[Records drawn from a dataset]

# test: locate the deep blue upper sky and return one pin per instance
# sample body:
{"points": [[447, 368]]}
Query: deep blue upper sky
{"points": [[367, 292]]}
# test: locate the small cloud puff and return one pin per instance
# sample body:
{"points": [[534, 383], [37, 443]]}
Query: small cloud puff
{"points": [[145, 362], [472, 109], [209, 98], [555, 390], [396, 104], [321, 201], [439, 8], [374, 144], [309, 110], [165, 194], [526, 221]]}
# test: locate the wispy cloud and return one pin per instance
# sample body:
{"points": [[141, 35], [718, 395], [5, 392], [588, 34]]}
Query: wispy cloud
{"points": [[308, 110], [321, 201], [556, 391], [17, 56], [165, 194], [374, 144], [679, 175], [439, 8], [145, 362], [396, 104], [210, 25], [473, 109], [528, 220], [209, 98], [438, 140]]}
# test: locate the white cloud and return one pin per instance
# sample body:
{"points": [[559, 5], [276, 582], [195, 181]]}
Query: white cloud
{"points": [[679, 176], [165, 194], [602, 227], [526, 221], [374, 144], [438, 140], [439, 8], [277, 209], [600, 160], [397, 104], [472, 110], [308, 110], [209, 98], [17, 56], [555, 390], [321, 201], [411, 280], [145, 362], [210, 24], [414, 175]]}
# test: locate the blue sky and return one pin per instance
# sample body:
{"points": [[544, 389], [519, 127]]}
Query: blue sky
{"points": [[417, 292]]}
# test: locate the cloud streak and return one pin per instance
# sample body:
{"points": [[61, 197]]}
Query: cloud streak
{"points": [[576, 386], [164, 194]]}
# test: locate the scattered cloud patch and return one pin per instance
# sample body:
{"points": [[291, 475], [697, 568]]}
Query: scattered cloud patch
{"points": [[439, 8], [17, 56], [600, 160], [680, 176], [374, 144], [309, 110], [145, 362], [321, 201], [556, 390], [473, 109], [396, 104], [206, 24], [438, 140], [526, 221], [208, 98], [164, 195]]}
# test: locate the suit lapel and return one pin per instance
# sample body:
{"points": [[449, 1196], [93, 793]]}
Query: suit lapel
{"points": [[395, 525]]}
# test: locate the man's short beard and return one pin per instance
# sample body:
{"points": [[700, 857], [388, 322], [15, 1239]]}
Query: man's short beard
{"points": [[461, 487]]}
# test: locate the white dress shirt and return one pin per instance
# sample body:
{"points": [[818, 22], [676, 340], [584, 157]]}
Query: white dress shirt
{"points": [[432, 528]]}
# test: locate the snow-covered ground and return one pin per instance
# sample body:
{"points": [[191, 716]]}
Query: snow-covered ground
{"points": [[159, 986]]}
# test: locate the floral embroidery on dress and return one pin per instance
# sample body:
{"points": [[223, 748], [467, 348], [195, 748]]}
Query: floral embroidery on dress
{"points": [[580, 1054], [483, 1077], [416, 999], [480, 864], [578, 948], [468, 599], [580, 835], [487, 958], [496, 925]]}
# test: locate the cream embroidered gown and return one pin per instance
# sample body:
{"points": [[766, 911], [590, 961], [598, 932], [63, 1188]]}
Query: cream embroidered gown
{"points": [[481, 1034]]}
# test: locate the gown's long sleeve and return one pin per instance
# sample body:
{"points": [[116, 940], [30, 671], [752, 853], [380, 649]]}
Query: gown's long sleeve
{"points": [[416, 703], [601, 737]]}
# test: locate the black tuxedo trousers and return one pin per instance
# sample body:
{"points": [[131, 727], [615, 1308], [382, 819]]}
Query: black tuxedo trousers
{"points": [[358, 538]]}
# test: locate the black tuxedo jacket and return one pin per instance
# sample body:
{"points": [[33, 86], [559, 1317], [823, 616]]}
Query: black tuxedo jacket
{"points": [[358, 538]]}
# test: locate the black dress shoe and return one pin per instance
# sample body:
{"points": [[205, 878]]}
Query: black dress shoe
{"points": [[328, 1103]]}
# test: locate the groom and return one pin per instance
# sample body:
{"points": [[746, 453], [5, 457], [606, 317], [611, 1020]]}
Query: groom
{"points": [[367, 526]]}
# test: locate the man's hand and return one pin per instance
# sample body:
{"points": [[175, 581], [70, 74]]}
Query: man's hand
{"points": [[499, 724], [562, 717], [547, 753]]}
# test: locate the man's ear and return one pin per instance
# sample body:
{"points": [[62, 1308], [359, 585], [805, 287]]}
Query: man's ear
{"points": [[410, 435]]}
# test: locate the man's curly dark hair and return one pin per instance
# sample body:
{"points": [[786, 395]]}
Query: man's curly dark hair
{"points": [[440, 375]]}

▶ [What to produce]: Each record above needs to be given again exactly as written.

▶ [Task response]:
# test: locate the deep blue upper sky and return one pin per instance
# sample body:
{"points": [[447, 368]]}
Query: deep blue upper sky
{"points": [[367, 292]]}
# test: locate the small cloud puff and return one pin per instance
# sample body:
{"points": [[534, 383], [37, 443]]}
Query: small cloud puff
{"points": [[145, 362], [472, 109], [209, 98], [555, 390], [396, 104], [321, 201], [439, 8], [374, 144], [309, 110], [165, 194], [526, 221]]}
# test: locate the wispy cloud and return one pin per instance
# sample body:
{"points": [[141, 35], [718, 395], [5, 392], [588, 34]]}
Query: wispy cloud
{"points": [[308, 110], [321, 201], [556, 391], [17, 56], [165, 194], [374, 144], [679, 175], [439, 8], [145, 362], [396, 104], [210, 25], [473, 109], [528, 220], [209, 98], [438, 140]]}
# test: locate the white cloud and return one pin per instance
# sample body:
{"points": [[559, 5], [276, 582], [195, 181]]}
Query: white cloud
{"points": [[679, 176], [165, 194], [602, 227], [526, 221], [374, 144], [438, 140], [439, 8], [277, 209], [600, 160], [397, 104], [472, 110], [308, 110], [209, 98], [17, 56], [555, 390], [321, 201], [411, 280], [145, 362], [210, 24], [414, 175]]}
# test: locate the blue sky and return one pin per instance
# sample body:
{"points": [[544, 389], [519, 127]]}
Query: blue sky
{"points": [[417, 292]]}
# test: locate the cloud streak and return one pin per instance
# sample body:
{"points": [[61, 197]]}
Query: cloud streak
{"points": [[576, 386], [164, 194]]}
# test: locate the scattered cloud patch and return one pin per instance
# sample body:
{"points": [[291, 475], [697, 568]]}
Query: scattered cloud patch
{"points": [[439, 8], [17, 56], [600, 160], [680, 176], [374, 144], [309, 110], [145, 362], [321, 201], [556, 390], [473, 109], [396, 104], [206, 24], [438, 140], [526, 221], [208, 98], [164, 195]]}
# test: locate the suit lapel and return one pin per instance
# sample body:
{"points": [[449, 1196], [93, 793]]}
Query: suit lapel
{"points": [[395, 525]]}
# test: locate the man's short beard and return one pin per instance
# sample body:
{"points": [[700, 857], [388, 322], [15, 1239]]}
Query: man's short beard
{"points": [[461, 487]]}
# test: locate the white dress shirt and return one pin per instance
# sample body:
{"points": [[818, 22], [676, 340], [584, 157]]}
Query: white dress shirt
{"points": [[432, 528]]}
# test: locate the snow-covered ground and return one pin per instance
# sample body:
{"points": [[191, 716]]}
Query: snow-covered ground
{"points": [[159, 986]]}
# test: locate the floral embroidery on dress and return one pin per instance
# sample body:
{"points": [[223, 748], [467, 348], [195, 748]]}
Query: floral embroidery on dress
{"points": [[580, 1054], [483, 1077], [416, 999], [480, 864], [578, 948], [468, 599], [580, 835], [487, 958], [496, 925]]}
# test: locate the cream embroidered gown and return one pin per instance
# sample body:
{"points": [[766, 911], [590, 961], [598, 932], [63, 1188]]}
Query: cream embroidered gown
{"points": [[481, 1034]]}
# test: locate the gown's long sleeve and return one pin per instance
# sample body:
{"points": [[116, 940], [30, 671], [752, 853], [380, 649]]}
Query: gown's long sleeve
{"points": [[416, 703], [601, 737]]}
# test: locate the black tuxedo trousers and return one pin per instance
# sample body:
{"points": [[131, 727], [615, 1308], [382, 819]]}
Query: black tuxedo trousers
{"points": [[358, 538]]}
# test: locate the black tuxedo jacket and return one pin per instance
# sample body:
{"points": [[33, 86], [559, 1317], [823, 616]]}
Query: black tuxedo jacket
{"points": [[358, 538]]}
# test: locate the black dress shoe and return one pin per instance
# sample body:
{"points": [[205, 878]]}
Query: black dress shoe
{"points": [[328, 1103]]}
# test: locate the groom and return one pin per instance
# sample body:
{"points": [[746, 453], [5, 457], [606, 317], [611, 1020]]}
Query: groom
{"points": [[367, 526]]}
# test: locate the man's hand and return one pin per instance
# sample body:
{"points": [[175, 581], [70, 74]]}
Query: man's hand
{"points": [[499, 724], [562, 717], [547, 753]]}
# test: locate the man's ear and return one pin per instance
# sample body:
{"points": [[62, 1308], [359, 585], [805, 287]]}
Query: man's ear
{"points": [[410, 435]]}
# test: locate the man's curly dark hair and return one pin per instance
# sample body:
{"points": [[786, 395]]}
Query: man's curly dark hair
{"points": [[440, 375]]}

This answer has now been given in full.